→ **Task set**
1. In the excerpt on Mr. Scarborough, what cause does it give for the decline in fees for cossetting and dressing? Answer in one to three sentences.
2. Name every proper place name in the excerpt on Mr. Scarborough.

With cremation on the rise, the art of cossetting and dressing is declining, and so are the fees. It's hard to cover overhead and liability. Thurman says business is fine, but it's not what it used to be.

February is Black History Month, and Mr. Scarborough is in high demand for his Durham history talks, mostly at schools. But this one is at St. Joseph's Place, an assisted living facility. The drive takes us down Fayetteville St., past Mr. Scarborough's childhood home, a mansion with plantation-style columns out front.

Five minutes later we're parking in front of the nursing home. "Just ease right in. Alright." Then Mr. Scarborough is checking the trunk for pamphlets and a calendar he likes to hand out and for something else, which he can't seem to find. "This means I am not in order. This is what you call going by memory."

The event is in the kitchen, where everyone is already sitting in place. Those who know Mr. Scarborough catch his eye, and he says hello. Then to everyone—a little fewer than 20 women and two men—he continues, "First of all, will it be alright if I remove my coat?" There is a chorus of assent.

"Well then I will open up my own business to give my people dignity in death."

[Spatial localization data]
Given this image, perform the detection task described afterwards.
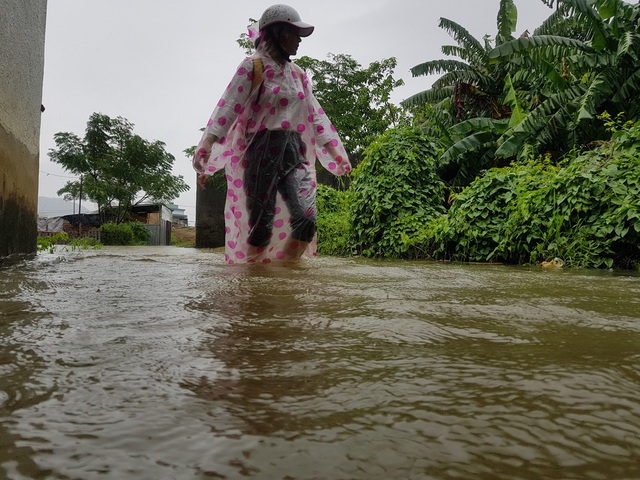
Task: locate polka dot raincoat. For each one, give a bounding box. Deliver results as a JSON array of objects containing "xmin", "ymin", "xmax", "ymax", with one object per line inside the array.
[{"xmin": 194, "ymin": 38, "xmax": 351, "ymax": 264}]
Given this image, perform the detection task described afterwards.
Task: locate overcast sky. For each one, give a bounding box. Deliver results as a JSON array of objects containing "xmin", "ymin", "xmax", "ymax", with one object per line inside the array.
[{"xmin": 39, "ymin": 0, "xmax": 551, "ymax": 225}]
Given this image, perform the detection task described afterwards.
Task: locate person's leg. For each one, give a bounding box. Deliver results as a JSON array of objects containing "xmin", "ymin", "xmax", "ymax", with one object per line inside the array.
[
  {"xmin": 278, "ymin": 136, "xmax": 317, "ymax": 260},
  {"xmin": 244, "ymin": 130, "xmax": 286, "ymax": 255}
]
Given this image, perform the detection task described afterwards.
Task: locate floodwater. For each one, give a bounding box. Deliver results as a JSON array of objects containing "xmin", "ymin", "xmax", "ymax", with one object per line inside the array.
[{"xmin": 0, "ymin": 247, "xmax": 640, "ymax": 480}]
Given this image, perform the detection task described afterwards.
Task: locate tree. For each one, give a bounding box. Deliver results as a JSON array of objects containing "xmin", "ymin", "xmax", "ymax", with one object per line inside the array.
[
  {"xmin": 49, "ymin": 113, "xmax": 189, "ymax": 223},
  {"xmin": 490, "ymin": 0, "xmax": 640, "ymax": 157},
  {"xmin": 296, "ymin": 54, "xmax": 404, "ymax": 160},
  {"xmin": 402, "ymin": 0, "xmax": 518, "ymax": 186}
]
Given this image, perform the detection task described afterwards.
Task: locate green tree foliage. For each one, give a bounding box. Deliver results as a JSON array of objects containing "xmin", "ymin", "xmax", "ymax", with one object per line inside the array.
[
  {"xmin": 296, "ymin": 54, "xmax": 403, "ymax": 160},
  {"xmin": 49, "ymin": 113, "xmax": 189, "ymax": 222},
  {"xmin": 316, "ymin": 184, "xmax": 352, "ymax": 256},
  {"xmin": 350, "ymin": 128, "xmax": 445, "ymax": 258},
  {"xmin": 490, "ymin": 0, "xmax": 640, "ymax": 158},
  {"xmin": 413, "ymin": 117, "xmax": 640, "ymax": 268},
  {"xmin": 402, "ymin": 0, "xmax": 518, "ymax": 186}
]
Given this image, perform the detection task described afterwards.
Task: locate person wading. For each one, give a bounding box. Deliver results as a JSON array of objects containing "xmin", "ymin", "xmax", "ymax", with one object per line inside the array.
[{"xmin": 193, "ymin": 4, "xmax": 351, "ymax": 264}]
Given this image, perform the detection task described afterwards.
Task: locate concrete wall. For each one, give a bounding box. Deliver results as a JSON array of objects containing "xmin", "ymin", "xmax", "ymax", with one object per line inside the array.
[
  {"xmin": 196, "ymin": 182, "xmax": 227, "ymax": 248},
  {"xmin": 0, "ymin": 0, "xmax": 47, "ymax": 258}
]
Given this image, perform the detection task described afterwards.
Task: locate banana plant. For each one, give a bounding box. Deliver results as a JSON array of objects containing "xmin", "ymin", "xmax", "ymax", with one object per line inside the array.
[
  {"xmin": 402, "ymin": 0, "xmax": 518, "ymax": 186},
  {"xmin": 489, "ymin": 0, "xmax": 640, "ymax": 158}
]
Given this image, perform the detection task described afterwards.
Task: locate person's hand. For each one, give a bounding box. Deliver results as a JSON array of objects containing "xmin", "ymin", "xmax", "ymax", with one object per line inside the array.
[
  {"xmin": 196, "ymin": 172, "xmax": 209, "ymax": 190},
  {"xmin": 191, "ymin": 147, "xmax": 211, "ymax": 173}
]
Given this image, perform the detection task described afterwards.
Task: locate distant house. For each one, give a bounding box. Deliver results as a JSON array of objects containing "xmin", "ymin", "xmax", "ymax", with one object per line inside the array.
[
  {"xmin": 131, "ymin": 203, "xmax": 173, "ymax": 245},
  {"xmin": 38, "ymin": 203, "xmax": 179, "ymax": 245},
  {"xmin": 167, "ymin": 203, "xmax": 189, "ymax": 227}
]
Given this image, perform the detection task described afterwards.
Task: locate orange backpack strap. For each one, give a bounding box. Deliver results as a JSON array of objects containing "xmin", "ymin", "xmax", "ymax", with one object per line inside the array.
[{"xmin": 251, "ymin": 57, "xmax": 264, "ymax": 92}]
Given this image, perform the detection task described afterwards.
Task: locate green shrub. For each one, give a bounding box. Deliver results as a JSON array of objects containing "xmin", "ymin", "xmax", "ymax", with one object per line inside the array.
[
  {"xmin": 316, "ymin": 184, "xmax": 352, "ymax": 256},
  {"xmin": 351, "ymin": 128, "xmax": 445, "ymax": 258},
  {"xmin": 414, "ymin": 119, "xmax": 640, "ymax": 268}
]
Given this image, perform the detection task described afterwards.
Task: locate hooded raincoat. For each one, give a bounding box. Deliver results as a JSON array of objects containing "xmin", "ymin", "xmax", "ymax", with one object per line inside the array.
[{"xmin": 194, "ymin": 34, "xmax": 351, "ymax": 264}]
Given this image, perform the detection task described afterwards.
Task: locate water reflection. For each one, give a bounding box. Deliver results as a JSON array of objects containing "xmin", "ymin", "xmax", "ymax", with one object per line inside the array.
[{"xmin": 0, "ymin": 249, "xmax": 640, "ymax": 480}]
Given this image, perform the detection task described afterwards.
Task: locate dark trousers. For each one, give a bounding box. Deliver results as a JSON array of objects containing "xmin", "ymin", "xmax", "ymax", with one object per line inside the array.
[{"xmin": 244, "ymin": 130, "xmax": 316, "ymax": 247}]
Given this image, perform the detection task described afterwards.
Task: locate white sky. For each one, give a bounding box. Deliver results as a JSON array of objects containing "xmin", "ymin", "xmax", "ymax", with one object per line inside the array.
[{"xmin": 39, "ymin": 0, "xmax": 552, "ymax": 225}]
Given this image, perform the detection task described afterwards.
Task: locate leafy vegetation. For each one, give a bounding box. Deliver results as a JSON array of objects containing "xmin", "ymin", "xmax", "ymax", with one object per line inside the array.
[
  {"xmin": 400, "ymin": 116, "xmax": 640, "ymax": 268},
  {"xmin": 349, "ymin": 128, "xmax": 445, "ymax": 258},
  {"xmin": 37, "ymin": 232, "xmax": 103, "ymax": 253},
  {"xmin": 49, "ymin": 113, "xmax": 189, "ymax": 223},
  {"xmin": 316, "ymin": 184, "xmax": 353, "ymax": 256}
]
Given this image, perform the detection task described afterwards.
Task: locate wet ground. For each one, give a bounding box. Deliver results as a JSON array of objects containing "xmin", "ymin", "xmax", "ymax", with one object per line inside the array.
[{"xmin": 0, "ymin": 247, "xmax": 640, "ymax": 480}]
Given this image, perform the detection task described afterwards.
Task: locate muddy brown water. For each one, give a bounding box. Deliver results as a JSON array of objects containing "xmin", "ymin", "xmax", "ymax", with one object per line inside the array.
[{"xmin": 0, "ymin": 247, "xmax": 640, "ymax": 480}]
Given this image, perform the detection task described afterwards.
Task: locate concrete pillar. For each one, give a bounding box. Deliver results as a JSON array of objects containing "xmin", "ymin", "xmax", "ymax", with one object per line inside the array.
[
  {"xmin": 196, "ymin": 179, "xmax": 227, "ymax": 248},
  {"xmin": 0, "ymin": 0, "xmax": 47, "ymax": 259}
]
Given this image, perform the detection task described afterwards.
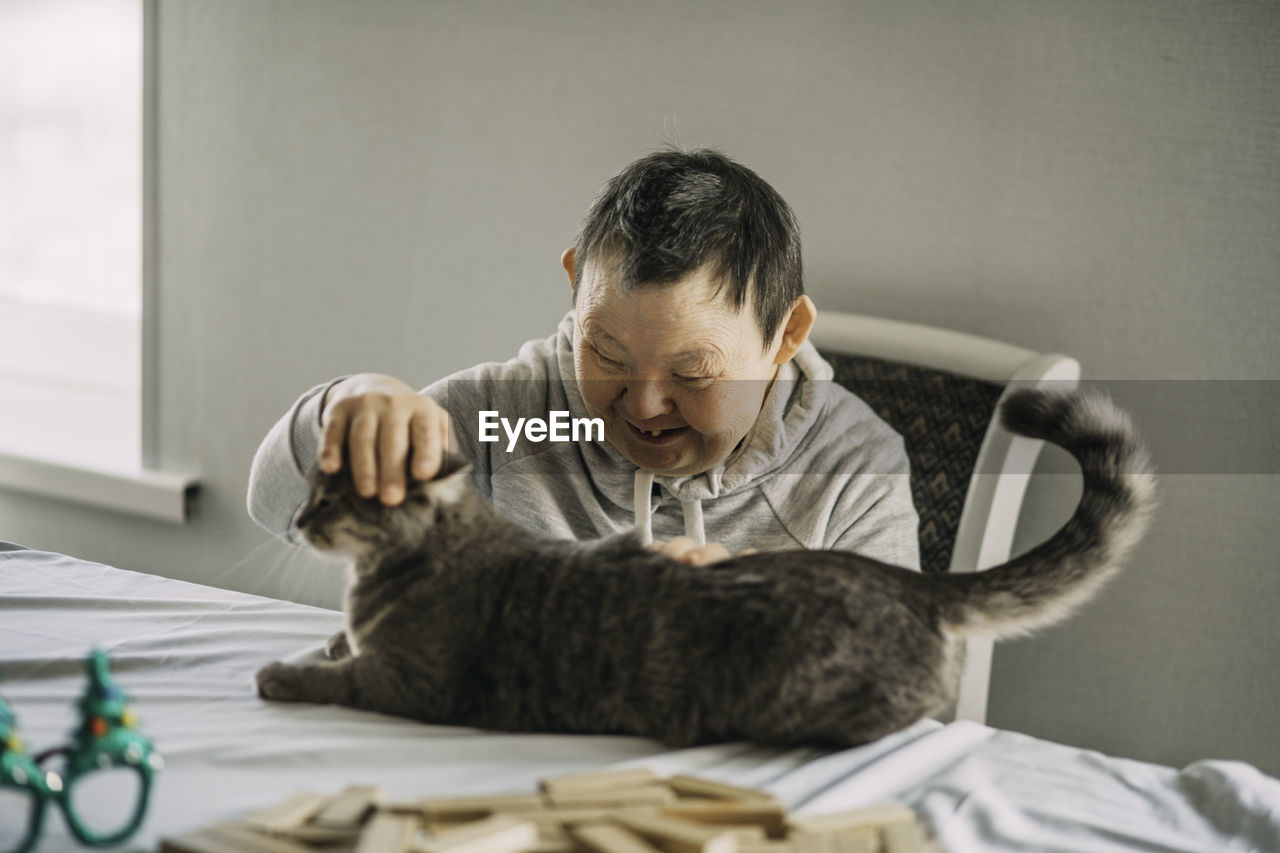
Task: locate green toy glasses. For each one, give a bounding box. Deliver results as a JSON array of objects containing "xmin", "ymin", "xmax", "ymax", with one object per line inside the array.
[{"xmin": 0, "ymin": 649, "xmax": 164, "ymax": 853}]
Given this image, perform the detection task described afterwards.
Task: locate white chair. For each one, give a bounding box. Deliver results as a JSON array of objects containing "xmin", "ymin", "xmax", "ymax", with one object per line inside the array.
[{"xmin": 810, "ymin": 310, "xmax": 1080, "ymax": 722}]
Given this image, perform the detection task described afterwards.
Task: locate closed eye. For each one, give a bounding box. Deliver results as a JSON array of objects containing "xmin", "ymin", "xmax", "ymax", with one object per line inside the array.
[{"xmin": 590, "ymin": 347, "xmax": 622, "ymax": 370}]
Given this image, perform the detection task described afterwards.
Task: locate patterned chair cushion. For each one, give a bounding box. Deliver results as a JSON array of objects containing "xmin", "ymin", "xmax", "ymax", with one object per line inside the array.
[{"xmin": 822, "ymin": 352, "xmax": 1004, "ymax": 573}]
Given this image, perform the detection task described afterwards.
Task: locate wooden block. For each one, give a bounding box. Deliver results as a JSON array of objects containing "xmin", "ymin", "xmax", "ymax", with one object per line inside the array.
[
  {"xmin": 787, "ymin": 826, "xmax": 881, "ymax": 853},
  {"xmin": 170, "ymin": 824, "xmax": 311, "ymax": 853},
  {"xmin": 356, "ymin": 811, "xmax": 417, "ymax": 853},
  {"xmin": 278, "ymin": 824, "xmax": 360, "ymax": 849},
  {"xmin": 503, "ymin": 806, "xmax": 658, "ymax": 826},
  {"xmin": 417, "ymin": 794, "xmax": 545, "ymax": 821},
  {"xmin": 420, "ymin": 815, "xmax": 538, "ymax": 853},
  {"xmin": 539, "ymin": 767, "xmax": 662, "ymax": 798},
  {"xmin": 160, "ymin": 830, "xmax": 239, "ymax": 853},
  {"xmin": 613, "ymin": 812, "xmax": 737, "ymax": 853},
  {"xmin": 244, "ymin": 790, "xmax": 332, "ymax": 833},
  {"xmin": 525, "ymin": 833, "xmax": 584, "ymax": 853},
  {"xmin": 570, "ymin": 824, "xmax": 662, "ymax": 853},
  {"xmin": 308, "ymin": 785, "xmax": 383, "ymax": 829},
  {"xmin": 882, "ymin": 821, "xmax": 929, "ymax": 853},
  {"xmin": 787, "ymin": 803, "xmax": 915, "ymax": 835},
  {"xmin": 547, "ymin": 785, "xmax": 676, "ymax": 808},
  {"xmin": 737, "ymin": 838, "xmax": 795, "ymax": 853},
  {"xmin": 719, "ymin": 824, "xmax": 768, "ymax": 853},
  {"xmin": 662, "ymin": 799, "xmax": 787, "ymax": 839},
  {"xmin": 667, "ymin": 775, "xmax": 778, "ymax": 802}
]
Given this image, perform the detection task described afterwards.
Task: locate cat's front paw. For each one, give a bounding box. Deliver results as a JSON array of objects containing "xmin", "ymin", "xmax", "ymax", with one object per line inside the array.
[
  {"xmin": 257, "ymin": 661, "xmax": 298, "ymax": 702},
  {"xmin": 324, "ymin": 631, "xmax": 351, "ymax": 661}
]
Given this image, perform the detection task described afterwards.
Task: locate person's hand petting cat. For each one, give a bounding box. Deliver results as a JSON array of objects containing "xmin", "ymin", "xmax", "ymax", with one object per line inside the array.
[
  {"xmin": 319, "ymin": 373, "xmax": 451, "ymax": 506},
  {"xmin": 646, "ymin": 537, "xmax": 759, "ymax": 566}
]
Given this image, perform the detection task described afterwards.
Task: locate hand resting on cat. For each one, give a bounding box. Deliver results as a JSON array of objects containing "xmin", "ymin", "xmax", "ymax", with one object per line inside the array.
[{"xmin": 257, "ymin": 391, "xmax": 1155, "ymax": 747}]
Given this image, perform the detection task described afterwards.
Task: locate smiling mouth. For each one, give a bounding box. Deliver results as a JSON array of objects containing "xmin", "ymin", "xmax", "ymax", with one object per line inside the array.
[{"xmin": 626, "ymin": 421, "xmax": 689, "ymax": 444}]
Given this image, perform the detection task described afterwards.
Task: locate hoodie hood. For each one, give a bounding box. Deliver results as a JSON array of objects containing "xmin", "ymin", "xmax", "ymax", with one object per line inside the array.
[{"xmin": 556, "ymin": 311, "xmax": 833, "ymax": 544}]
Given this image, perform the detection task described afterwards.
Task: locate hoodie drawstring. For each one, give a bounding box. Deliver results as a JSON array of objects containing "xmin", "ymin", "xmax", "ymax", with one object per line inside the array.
[
  {"xmin": 635, "ymin": 467, "xmax": 653, "ymax": 544},
  {"xmin": 680, "ymin": 498, "xmax": 707, "ymax": 546},
  {"xmin": 635, "ymin": 467, "xmax": 707, "ymax": 546}
]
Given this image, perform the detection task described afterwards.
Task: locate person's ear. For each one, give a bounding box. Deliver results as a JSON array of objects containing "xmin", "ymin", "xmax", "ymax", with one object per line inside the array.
[
  {"xmin": 561, "ymin": 246, "xmax": 575, "ymax": 293},
  {"xmin": 773, "ymin": 293, "xmax": 818, "ymax": 364}
]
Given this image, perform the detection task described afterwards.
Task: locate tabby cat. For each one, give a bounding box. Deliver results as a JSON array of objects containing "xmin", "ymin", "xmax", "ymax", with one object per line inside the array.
[{"xmin": 257, "ymin": 391, "xmax": 1155, "ymax": 747}]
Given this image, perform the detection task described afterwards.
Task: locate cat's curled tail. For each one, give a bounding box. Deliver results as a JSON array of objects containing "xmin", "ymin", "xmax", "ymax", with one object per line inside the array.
[{"xmin": 937, "ymin": 389, "xmax": 1156, "ymax": 638}]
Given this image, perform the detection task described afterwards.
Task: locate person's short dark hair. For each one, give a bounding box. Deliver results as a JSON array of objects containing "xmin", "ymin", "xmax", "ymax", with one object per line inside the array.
[{"xmin": 573, "ymin": 149, "xmax": 804, "ymax": 347}]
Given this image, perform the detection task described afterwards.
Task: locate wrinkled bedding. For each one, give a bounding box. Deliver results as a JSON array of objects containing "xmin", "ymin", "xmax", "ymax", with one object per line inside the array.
[{"xmin": 0, "ymin": 544, "xmax": 1280, "ymax": 853}]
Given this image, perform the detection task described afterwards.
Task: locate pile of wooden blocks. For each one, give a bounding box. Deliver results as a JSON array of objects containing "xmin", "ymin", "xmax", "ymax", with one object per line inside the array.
[{"xmin": 160, "ymin": 768, "xmax": 940, "ymax": 853}]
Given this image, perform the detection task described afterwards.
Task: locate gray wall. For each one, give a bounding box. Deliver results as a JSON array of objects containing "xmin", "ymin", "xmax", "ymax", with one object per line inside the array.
[{"xmin": 0, "ymin": 0, "xmax": 1280, "ymax": 774}]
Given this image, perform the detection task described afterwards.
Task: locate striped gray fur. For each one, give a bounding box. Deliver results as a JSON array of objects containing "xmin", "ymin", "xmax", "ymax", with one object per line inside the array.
[{"xmin": 257, "ymin": 391, "xmax": 1153, "ymax": 747}]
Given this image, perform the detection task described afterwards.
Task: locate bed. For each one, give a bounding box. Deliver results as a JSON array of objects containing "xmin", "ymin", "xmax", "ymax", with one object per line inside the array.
[{"xmin": 0, "ymin": 543, "xmax": 1280, "ymax": 852}]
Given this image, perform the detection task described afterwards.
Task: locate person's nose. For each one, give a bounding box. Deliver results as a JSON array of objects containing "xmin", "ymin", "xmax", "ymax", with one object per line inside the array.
[{"xmin": 622, "ymin": 379, "xmax": 676, "ymax": 424}]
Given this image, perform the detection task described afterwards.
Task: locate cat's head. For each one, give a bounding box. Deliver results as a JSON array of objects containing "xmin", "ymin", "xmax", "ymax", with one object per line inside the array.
[{"xmin": 294, "ymin": 456, "xmax": 472, "ymax": 562}]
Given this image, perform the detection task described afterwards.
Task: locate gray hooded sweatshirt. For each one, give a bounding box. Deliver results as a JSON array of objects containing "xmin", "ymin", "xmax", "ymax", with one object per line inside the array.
[{"xmin": 241, "ymin": 311, "xmax": 919, "ymax": 569}]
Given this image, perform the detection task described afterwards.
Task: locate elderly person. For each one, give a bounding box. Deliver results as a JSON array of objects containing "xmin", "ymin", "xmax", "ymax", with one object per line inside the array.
[{"xmin": 248, "ymin": 150, "xmax": 919, "ymax": 567}]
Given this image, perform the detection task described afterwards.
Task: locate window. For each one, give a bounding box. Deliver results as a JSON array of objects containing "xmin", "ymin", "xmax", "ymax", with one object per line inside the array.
[
  {"xmin": 0, "ymin": 0, "xmax": 192, "ymax": 520},
  {"xmin": 0, "ymin": 0, "xmax": 142, "ymax": 469}
]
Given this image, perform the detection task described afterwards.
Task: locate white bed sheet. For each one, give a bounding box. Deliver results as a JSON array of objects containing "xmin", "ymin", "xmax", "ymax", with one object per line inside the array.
[{"xmin": 0, "ymin": 543, "xmax": 1280, "ymax": 853}]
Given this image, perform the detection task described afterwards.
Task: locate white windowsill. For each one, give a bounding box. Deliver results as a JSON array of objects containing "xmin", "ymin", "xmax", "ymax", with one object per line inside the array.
[
  {"xmin": 0, "ymin": 300, "xmax": 197, "ymax": 524},
  {"xmin": 0, "ymin": 451, "xmax": 200, "ymax": 524}
]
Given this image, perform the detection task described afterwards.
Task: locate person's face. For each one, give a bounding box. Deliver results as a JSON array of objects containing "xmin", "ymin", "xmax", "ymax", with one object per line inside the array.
[{"xmin": 564, "ymin": 252, "xmax": 808, "ymax": 476}]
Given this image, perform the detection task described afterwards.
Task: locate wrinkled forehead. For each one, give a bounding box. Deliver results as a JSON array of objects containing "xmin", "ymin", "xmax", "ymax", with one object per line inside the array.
[{"xmin": 575, "ymin": 261, "xmax": 760, "ymax": 348}]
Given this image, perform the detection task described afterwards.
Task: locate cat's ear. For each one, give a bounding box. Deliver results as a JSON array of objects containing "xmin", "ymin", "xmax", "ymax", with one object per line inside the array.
[{"xmin": 422, "ymin": 462, "xmax": 471, "ymax": 503}]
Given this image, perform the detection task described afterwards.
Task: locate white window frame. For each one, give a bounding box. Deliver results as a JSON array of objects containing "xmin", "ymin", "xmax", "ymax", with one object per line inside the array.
[{"xmin": 0, "ymin": 0, "xmax": 198, "ymax": 524}]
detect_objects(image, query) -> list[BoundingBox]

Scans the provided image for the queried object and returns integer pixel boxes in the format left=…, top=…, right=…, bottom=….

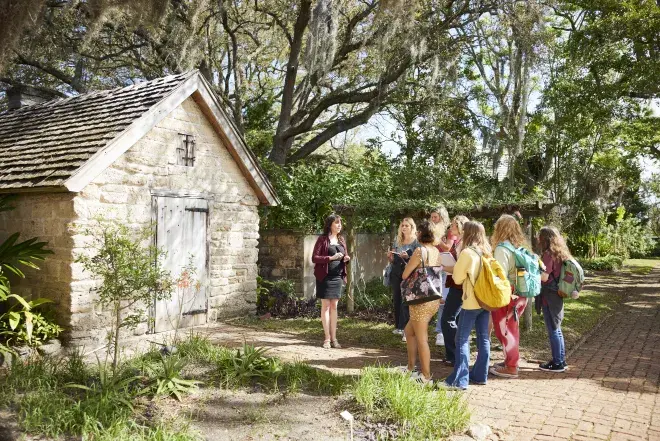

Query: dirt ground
left=0, top=267, right=660, bottom=441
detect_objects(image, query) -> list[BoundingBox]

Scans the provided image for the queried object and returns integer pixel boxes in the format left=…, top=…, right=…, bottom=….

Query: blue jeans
left=543, top=306, right=566, bottom=364
left=435, top=273, right=449, bottom=334
left=440, top=288, right=463, bottom=363
left=445, top=309, right=490, bottom=389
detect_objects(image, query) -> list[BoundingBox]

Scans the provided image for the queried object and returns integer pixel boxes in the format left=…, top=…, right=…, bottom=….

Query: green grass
left=623, top=259, right=660, bottom=276
left=353, top=367, right=470, bottom=440
left=0, top=355, right=200, bottom=441
left=520, top=284, right=621, bottom=360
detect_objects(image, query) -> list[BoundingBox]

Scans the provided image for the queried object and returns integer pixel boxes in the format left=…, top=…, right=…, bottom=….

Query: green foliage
left=217, top=343, right=282, bottom=387
left=0, top=354, right=199, bottom=441
left=0, top=203, right=62, bottom=351
left=354, top=277, right=392, bottom=312
left=151, top=354, right=201, bottom=401
left=568, top=207, right=655, bottom=258
left=257, top=276, right=316, bottom=318
left=353, top=367, right=470, bottom=440
left=76, top=222, right=174, bottom=369
left=580, top=255, right=624, bottom=271
left=0, top=300, right=63, bottom=346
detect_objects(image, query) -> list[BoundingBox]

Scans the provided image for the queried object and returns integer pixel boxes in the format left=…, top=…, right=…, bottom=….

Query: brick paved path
left=469, top=268, right=660, bottom=441
left=171, top=268, right=660, bottom=441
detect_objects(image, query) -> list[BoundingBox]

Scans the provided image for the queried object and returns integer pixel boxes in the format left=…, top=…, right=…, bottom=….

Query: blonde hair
left=396, top=217, right=417, bottom=245
left=451, top=214, right=470, bottom=236
left=431, top=206, right=449, bottom=245
left=463, top=221, right=492, bottom=257
left=539, top=226, right=571, bottom=262
left=490, top=214, right=529, bottom=248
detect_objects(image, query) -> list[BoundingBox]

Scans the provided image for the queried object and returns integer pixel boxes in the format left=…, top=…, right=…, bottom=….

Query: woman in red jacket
left=312, top=214, right=351, bottom=349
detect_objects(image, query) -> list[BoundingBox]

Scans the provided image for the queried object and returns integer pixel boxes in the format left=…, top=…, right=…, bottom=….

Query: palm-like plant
left=0, top=196, right=53, bottom=352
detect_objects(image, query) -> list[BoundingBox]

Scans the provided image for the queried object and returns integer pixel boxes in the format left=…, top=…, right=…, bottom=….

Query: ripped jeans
left=441, top=288, right=463, bottom=363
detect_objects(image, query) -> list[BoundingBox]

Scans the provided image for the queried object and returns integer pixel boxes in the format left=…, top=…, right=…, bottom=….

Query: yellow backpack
left=471, top=247, right=511, bottom=311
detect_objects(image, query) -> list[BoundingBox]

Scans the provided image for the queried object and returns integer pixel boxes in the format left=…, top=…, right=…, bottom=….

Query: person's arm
left=452, top=250, right=472, bottom=285
left=403, top=248, right=422, bottom=279
left=541, top=253, right=555, bottom=283
left=493, top=247, right=511, bottom=277
left=438, top=236, right=456, bottom=252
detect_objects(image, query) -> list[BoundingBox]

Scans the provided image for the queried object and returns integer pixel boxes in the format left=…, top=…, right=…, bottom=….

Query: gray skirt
left=316, top=276, right=344, bottom=299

→ **Answers to this exercise**
1. Fees are declining because cremation is on the rise. As cremation grows, the art of cossetting and dressing is declining, and the fees are falling with it.

2. Durham, St. Joseph's Place, Fayetteville St.